(Point labeling dataset excerpts)

-------

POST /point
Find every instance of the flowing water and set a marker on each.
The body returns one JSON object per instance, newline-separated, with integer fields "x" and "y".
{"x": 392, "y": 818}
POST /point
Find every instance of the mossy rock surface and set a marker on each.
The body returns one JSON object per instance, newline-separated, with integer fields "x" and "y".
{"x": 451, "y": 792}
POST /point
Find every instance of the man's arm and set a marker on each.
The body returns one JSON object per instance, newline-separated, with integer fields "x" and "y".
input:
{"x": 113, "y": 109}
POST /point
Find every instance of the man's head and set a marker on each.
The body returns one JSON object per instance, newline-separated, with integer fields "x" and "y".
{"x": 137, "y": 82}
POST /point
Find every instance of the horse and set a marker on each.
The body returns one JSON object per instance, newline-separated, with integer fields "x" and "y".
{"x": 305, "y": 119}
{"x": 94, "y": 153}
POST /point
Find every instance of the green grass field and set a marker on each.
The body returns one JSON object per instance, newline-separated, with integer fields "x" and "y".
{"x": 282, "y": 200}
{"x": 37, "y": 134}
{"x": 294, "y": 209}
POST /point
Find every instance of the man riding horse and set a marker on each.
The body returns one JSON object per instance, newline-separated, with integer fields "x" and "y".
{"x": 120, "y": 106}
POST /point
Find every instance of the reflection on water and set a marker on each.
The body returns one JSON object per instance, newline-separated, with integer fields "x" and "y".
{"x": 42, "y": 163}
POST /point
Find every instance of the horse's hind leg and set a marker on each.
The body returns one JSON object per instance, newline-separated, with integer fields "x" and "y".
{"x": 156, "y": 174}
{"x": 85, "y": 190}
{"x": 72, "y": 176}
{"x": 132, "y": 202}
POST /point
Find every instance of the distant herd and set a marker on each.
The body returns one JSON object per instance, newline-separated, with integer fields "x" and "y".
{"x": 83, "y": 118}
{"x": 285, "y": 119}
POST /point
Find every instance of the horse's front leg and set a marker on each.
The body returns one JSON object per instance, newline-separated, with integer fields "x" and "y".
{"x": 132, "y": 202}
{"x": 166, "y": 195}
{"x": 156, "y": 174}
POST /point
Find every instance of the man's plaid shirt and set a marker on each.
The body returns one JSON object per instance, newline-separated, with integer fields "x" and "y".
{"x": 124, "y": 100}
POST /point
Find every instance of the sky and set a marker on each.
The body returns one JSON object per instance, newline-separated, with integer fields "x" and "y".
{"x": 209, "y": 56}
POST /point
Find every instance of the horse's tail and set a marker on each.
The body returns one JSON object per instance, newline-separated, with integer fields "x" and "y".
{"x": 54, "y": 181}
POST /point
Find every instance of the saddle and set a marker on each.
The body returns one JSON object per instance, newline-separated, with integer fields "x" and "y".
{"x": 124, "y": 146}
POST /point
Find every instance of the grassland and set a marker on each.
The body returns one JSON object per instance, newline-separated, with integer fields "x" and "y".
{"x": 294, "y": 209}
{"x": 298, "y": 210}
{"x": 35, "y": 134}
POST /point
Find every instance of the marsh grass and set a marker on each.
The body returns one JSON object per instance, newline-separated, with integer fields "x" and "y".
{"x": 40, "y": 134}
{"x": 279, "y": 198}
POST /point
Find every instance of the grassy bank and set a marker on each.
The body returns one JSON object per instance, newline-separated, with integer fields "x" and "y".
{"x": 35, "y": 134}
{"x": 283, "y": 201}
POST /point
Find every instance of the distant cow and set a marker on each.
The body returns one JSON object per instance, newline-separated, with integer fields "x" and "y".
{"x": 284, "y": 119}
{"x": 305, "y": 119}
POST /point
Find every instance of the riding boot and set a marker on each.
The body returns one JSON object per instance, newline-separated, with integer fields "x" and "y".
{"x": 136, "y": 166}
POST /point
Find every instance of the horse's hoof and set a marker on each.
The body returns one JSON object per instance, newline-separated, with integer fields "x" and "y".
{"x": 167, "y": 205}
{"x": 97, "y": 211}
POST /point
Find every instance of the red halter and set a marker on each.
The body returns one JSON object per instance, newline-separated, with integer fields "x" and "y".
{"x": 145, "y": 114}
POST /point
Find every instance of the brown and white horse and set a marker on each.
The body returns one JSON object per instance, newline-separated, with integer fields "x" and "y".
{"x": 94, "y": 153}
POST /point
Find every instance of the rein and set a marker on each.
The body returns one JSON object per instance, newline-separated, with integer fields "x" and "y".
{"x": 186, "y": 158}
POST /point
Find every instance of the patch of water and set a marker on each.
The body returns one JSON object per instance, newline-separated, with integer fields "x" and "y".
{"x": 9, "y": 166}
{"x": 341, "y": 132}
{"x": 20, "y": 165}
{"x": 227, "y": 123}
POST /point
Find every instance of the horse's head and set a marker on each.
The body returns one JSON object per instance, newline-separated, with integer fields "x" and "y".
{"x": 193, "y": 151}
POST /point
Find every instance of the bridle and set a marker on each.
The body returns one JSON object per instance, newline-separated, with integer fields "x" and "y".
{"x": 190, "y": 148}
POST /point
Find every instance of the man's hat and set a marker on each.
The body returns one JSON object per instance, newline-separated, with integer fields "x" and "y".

-------

• [Given problem]:
Copy out the whole listing, exactly as written.

• [Exercise answer]:
POST /point
Find every instance of the flowing water and set a marker on each.
The body returns one JSON object per instance, newline-separated, with integer fields "x" and "y".
{"x": 392, "y": 818}
POST /point
Find every instance of the mossy rock surface and set a marker on each.
The body returns one JSON object per instance, newline-separated, with integer fields "x" and "y".
{"x": 451, "y": 792}
POST /point
Find every instance of the man's arm and set a marker on each.
The body returns one JSON object per instance, newline-separated, with integer fields "x" and "y".
input:
{"x": 113, "y": 109}
POST /point
Find every instance of the man's head and set a marker on each.
The body returns one JSON object per instance, newline-separated, with integer fields "x" and "y".
{"x": 137, "y": 82}
POST /point
Find every instance of the horse and set a marker on each.
The body returns one JSON object per instance, newline-separated, with integer fields "x" and "y".
{"x": 305, "y": 119}
{"x": 94, "y": 153}
POST /point
Find every instance of the green grass field and set a marker on each.
The body returns one JSON object per instance, newline-separated, with integer fields "x" and "y".
{"x": 282, "y": 200}
{"x": 37, "y": 134}
{"x": 294, "y": 209}
POST /point
Find every instance of the man riding horse and set a marker on each.
The body returns one JSON object per instance, newline-separated, with integer fields "x" and "y".
{"x": 120, "y": 106}
POST /point
Find every instance of the reflection on water and set a marker on each.
The body returns one JSON object per instance, newline-separated, with integer fields "x" and "y".
{"x": 42, "y": 163}
POST /point
Find every instance of the horse's hind leg and set a marker on each.
The body returns one JSON object per instance, newline-separated, with integer fields "x" and "y".
{"x": 156, "y": 174}
{"x": 85, "y": 190}
{"x": 72, "y": 176}
{"x": 132, "y": 202}
POST /point
Find every instance of the distant herd and set a marker on each.
The body returns one JSON object per instance, newline-separated, with integer fields "x" and "y".
{"x": 83, "y": 118}
{"x": 285, "y": 119}
POST /point
Find every instance of the horse's front leg and set a marker on each.
The body returns one JSON object per instance, newline-separated, with integer fields "x" and "y".
{"x": 132, "y": 202}
{"x": 166, "y": 195}
{"x": 156, "y": 174}
POST /point
Find every instance of the man's plaid shirt and set a marker on each.
The body returns one JSON object per instance, newline-separated, with integer fields "x" and "y".
{"x": 124, "y": 100}
POST /point
Find every instance of the sky and set a marker on each.
The body returns one JSON object per instance, newline-separated, with integer fields "x" and "y".
{"x": 209, "y": 56}
POST /point
Find every instance of the horse's tail and set a marker on each.
The body returns one JSON object per instance, newline-separated, with integer fields "x" and "y".
{"x": 54, "y": 181}
POST /point
Find every instance of the saddle and set a marker on each.
The body returns one JSON object per instance, newline-separated, with integer fields "x" and "y".
{"x": 124, "y": 146}
POST /point
Find every instance of the grassland and set a marker on each.
The body returns one JSON object per instance, newline-separated, with integer fields "x" and "y".
{"x": 294, "y": 209}
{"x": 298, "y": 210}
{"x": 35, "y": 134}
POST /point
Find every instance of the marsh grass and set a marker on each.
The body returns one JSON object per instance, newline-separated, with integer fields "x" and "y".
{"x": 40, "y": 134}
{"x": 279, "y": 198}
POST /point
Find every instance of the grassy bank and set a marker on each.
The body returns one JSON object per instance, newline-separated, with integer fields "x" and "y".
{"x": 35, "y": 134}
{"x": 283, "y": 201}
POST /point
Find every instance of the distant cow and set a marker on each.
The body returns one JSON object per instance, newline-separated, with integer fields "x" and "y".
{"x": 284, "y": 119}
{"x": 305, "y": 119}
POST /point
Find every instance of the riding boot and set a marker on each.
The body returns one JSON object per instance, newline-separated, with integer fields "x" and "y".
{"x": 136, "y": 166}
POST /point
Find every instance of the horse's hoof and set a marker on each.
The body returns one JSON object per instance, newline-separated, with integer fields "x" and "y".
{"x": 167, "y": 205}
{"x": 97, "y": 211}
POST /point
Find every instance of the red halter and set a marker on each.
The body returns one JSON object per instance, newline-separated, with integer fields "x" and "y".
{"x": 145, "y": 114}
POST /point
Find every instance of the brown and white horse and set a marker on each.
The body returns one JSON object per instance, newline-separated, with integer fields "x" and "y".
{"x": 94, "y": 153}
POST /point
Find every instance of the rein and set a marker on each.
The body returns one JSON object per instance, newline-separated, with integer fields "x" and "y".
{"x": 186, "y": 158}
POST /point
Find every instance of the patch of water and set a marker on each.
The body returns one JSON object per instance, newline-separated, with integer fields "x" and "y".
{"x": 9, "y": 166}
{"x": 341, "y": 132}
{"x": 20, "y": 165}
{"x": 227, "y": 123}
POST /point
Find every instance of the horse's head and set a marker on each.
The body returns one JSON object per instance, newline-separated, with integer fields "x" and "y".
{"x": 193, "y": 151}
POST /point
Find every instance of the bridle and set a marker on each.
The body returns one JSON object per instance, newline-separated, with integer fields "x" and "y".
{"x": 190, "y": 148}
POST /point
Find every instance of the man's hat and set a marker on each.
The body returns one JSON object per instance, newline-separated, with integer fields "x" and "y".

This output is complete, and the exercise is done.